• **The request**
Can you revise the lines below so that every "instance" becomes "occurrence", leaving everything else untouched?

"""

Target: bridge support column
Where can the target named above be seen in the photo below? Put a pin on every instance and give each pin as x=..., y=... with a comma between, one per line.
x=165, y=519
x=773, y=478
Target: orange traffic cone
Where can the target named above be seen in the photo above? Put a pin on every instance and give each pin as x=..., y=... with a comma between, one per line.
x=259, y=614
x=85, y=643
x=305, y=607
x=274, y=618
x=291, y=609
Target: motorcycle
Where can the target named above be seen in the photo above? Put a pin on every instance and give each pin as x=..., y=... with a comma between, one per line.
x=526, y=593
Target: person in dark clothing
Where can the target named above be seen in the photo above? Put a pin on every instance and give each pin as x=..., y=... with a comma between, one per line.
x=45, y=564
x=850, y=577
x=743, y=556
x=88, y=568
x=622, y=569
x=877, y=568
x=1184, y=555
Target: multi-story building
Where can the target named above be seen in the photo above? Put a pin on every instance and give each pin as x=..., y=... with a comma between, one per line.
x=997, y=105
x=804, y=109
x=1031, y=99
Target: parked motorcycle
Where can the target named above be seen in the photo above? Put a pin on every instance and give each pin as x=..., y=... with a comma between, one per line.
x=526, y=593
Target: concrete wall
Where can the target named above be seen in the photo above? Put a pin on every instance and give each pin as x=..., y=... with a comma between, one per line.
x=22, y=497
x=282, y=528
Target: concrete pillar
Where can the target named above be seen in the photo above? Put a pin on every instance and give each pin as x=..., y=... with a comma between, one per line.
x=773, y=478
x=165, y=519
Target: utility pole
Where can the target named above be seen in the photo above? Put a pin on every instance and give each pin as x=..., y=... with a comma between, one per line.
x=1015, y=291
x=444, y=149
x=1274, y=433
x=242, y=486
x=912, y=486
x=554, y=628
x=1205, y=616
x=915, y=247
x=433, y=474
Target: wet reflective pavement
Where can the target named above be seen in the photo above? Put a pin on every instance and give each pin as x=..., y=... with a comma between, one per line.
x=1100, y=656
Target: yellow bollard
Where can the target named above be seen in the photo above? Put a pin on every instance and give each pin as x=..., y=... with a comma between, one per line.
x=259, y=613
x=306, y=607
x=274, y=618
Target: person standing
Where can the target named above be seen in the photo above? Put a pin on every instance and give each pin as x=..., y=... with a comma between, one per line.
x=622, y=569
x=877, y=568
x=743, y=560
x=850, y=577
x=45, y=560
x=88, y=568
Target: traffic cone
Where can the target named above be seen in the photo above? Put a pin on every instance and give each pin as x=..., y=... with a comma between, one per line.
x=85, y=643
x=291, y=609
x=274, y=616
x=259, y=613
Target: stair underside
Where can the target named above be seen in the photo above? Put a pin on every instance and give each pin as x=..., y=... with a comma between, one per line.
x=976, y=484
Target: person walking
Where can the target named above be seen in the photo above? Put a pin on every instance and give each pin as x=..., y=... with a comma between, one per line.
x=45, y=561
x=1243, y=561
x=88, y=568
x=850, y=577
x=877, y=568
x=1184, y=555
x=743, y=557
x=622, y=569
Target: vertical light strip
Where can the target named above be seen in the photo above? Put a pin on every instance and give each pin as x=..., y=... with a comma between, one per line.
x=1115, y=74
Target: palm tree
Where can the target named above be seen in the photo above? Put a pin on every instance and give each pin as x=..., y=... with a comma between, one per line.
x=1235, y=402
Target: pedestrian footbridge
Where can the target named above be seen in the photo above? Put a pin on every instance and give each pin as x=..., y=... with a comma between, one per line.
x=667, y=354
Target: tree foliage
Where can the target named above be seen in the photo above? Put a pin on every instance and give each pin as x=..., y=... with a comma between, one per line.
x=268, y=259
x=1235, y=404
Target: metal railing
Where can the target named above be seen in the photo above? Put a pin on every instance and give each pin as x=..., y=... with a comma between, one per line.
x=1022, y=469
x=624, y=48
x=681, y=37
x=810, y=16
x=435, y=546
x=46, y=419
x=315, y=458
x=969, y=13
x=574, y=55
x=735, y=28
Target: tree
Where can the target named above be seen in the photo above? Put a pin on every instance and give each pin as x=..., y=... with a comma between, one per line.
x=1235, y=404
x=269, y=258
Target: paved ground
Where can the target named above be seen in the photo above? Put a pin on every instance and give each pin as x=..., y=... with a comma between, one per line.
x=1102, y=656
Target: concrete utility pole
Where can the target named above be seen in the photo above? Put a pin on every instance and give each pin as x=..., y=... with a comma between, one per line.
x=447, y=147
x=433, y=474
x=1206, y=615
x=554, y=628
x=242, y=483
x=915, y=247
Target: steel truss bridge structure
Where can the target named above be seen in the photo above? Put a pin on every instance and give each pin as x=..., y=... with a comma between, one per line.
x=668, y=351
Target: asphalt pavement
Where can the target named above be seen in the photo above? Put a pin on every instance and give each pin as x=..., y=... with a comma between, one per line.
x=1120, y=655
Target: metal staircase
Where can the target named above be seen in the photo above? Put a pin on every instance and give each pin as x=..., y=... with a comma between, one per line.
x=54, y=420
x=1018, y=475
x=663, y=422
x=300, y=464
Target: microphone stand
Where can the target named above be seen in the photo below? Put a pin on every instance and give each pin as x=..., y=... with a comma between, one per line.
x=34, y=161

"""

• **Exercise result**
Target: bridge support column
Where can the target named above be seen in the photo below? Put a pin on every occurrence and give each pin as x=..., y=... with a comma between, one per line.
x=165, y=519
x=773, y=478
Target: orange traffic cone
Where can the target named above be seen in the photo above? Put a pin on every occurrence and give each pin as x=..., y=... with a comma between, one per line.
x=259, y=614
x=85, y=643
x=305, y=607
x=274, y=618
x=291, y=609
Target: motorcycle
Where can the target named above be seen in the photo above? Put a pin on every occurrence and give each pin as x=..., y=... with a comma between, one per line.
x=526, y=593
Target: person in dark clothing
Where can the target named above be seen in the photo above? Put a pin on every occurrence and give each pin as x=..., y=... with a comma between, one per line.
x=45, y=564
x=850, y=577
x=743, y=556
x=88, y=568
x=622, y=569
x=877, y=568
x=1184, y=555
Target: multi-story building
Where can the target named above be seen in the photo above? Put a pin on every occurrence and give each pin as x=..., y=... with a comma between, one per line.
x=997, y=105
x=804, y=109
x=1031, y=99
Target: parked motorcycle
Where can the target named above be seen in the photo above? Put a pin on every occurrence and give each pin as x=..., y=... with a comma between, one per line.
x=526, y=593
Target: concrete wall
Where can the target named above be seen in the photo above? Put a pin on every occurrence and give each pin as x=..., y=... with a comma between, one per line.
x=22, y=497
x=282, y=528
Target: concrete pillar
Where can the target named above be seen in the photo above? Put a pin on every occurrence and give each pin as x=..., y=... with a comma between, one per line.
x=773, y=478
x=165, y=519
Target: utility pole
Where can the target named above be seen in the photo above? Put a pin on every occurrence and give each pin as x=..., y=... with a comma between, one per line.
x=1015, y=291
x=444, y=149
x=1274, y=433
x=242, y=486
x=912, y=486
x=554, y=628
x=1205, y=616
x=915, y=247
x=433, y=474
Target: wet reflective pavement
Where can the target named above be seen in the photo above? Put a pin on every occurrence and give each pin as x=..., y=... with a comma between, one per line.
x=1100, y=656
Target: yellow bollard
Where can the target named above be seen in the photo above? Put a pin on every occurrence and give each pin as x=..., y=... with a comma between, one per line.
x=259, y=613
x=306, y=607
x=274, y=618
Target: person standing
Where can the target named above be seen in the photo above? Put a pin on every occurrence and give each pin as x=..., y=... with a comma between, one per line.
x=622, y=569
x=877, y=568
x=743, y=560
x=850, y=577
x=45, y=560
x=88, y=568
Target: traffic cone
Where can the target named above be seen in the photo above? Put a pin on every occurrence and give each pin as x=..., y=... with a comma between, one per line.
x=85, y=643
x=291, y=609
x=274, y=616
x=259, y=613
Target: stair underside
Where can the target named above be seen in the photo above? Put a pin on every occurrence and give each pin as x=..., y=... with a comma between, one per line.
x=976, y=484
Target: person walking
Where can the target named above be seen in the photo above? Put a pin on every occurrence and give each pin as x=..., y=... with a comma between, one per line.
x=45, y=561
x=1243, y=561
x=88, y=568
x=850, y=577
x=877, y=568
x=1184, y=555
x=743, y=557
x=622, y=569
Target: vertical light strip
Where can the target named above be seen in the photo above? Put a pin on every occurrence and give each pin as x=..., y=... with a comma between, one per line.
x=1115, y=74
Target: palm tree
Where can the target named above be seen in the photo above? Put a pin on every occurrence and give each pin as x=..., y=... with a comma between, one per line.
x=1235, y=402
Target: pedestrian footbridge
Where can the target named above be seen in the photo above? Put a pin on every occurrence and give each pin as x=..., y=... with a comma between, one per line.
x=667, y=354
Target: tree foliage
Where can the target named above be seen in the photo above? Put a pin on every occurrence and give each pin as x=..., y=... with a comma between, one per line.
x=268, y=259
x=1235, y=404
Target: metal railing
Where can the target named above be seen in the photo above? Put a pin on every occurrence and give each pin as x=..., y=... with a comma between, one per line.
x=1022, y=469
x=624, y=48
x=681, y=37
x=810, y=16
x=435, y=546
x=46, y=419
x=315, y=458
x=969, y=13
x=574, y=55
x=735, y=28
Target: tree
Where can the target named above be seen in the photo above? Put a pin on every occurrence and give each pin as x=..., y=... with a comma between, one per line.
x=1235, y=404
x=269, y=258
Target: paved ground
Where can the target named above be seen in the photo above? Put a pin on every occurrence and give each pin as x=..., y=... with a comma between, one per line.
x=1102, y=656
Target: concrete utility pole
Where can the target named above be seen in the photo above? Put a pin on every occurrence and give each pin as x=..., y=... with a comma between, one per line.
x=447, y=147
x=433, y=474
x=1206, y=615
x=554, y=628
x=242, y=483
x=915, y=247
Target: steel truss bridge structure
Where can the target named above be seen in the photo above? Put a pin on every occurrence and give each pin as x=..., y=... with a comma between, one per line.
x=668, y=351
Target: asphalt pavement
Where can the target named above be seen in the photo above? Put a pin on every occurrence and give each pin as x=..., y=... with a comma between, one per line.
x=1120, y=655
Target: metal staircase
Where can the target named above be seen in the photo above? Put a pin on every occurrence and give each pin as x=..., y=... with a comma between, one per line.
x=54, y=420
x=1018, y=475
x=663, y=422
x=300, y=464
Target: microphone stand
Where can the target named above be seen in the photo below? Put a pin on every occurrence and give each pin as x=..., y=... with a comma between, one per line.
x=34, y=161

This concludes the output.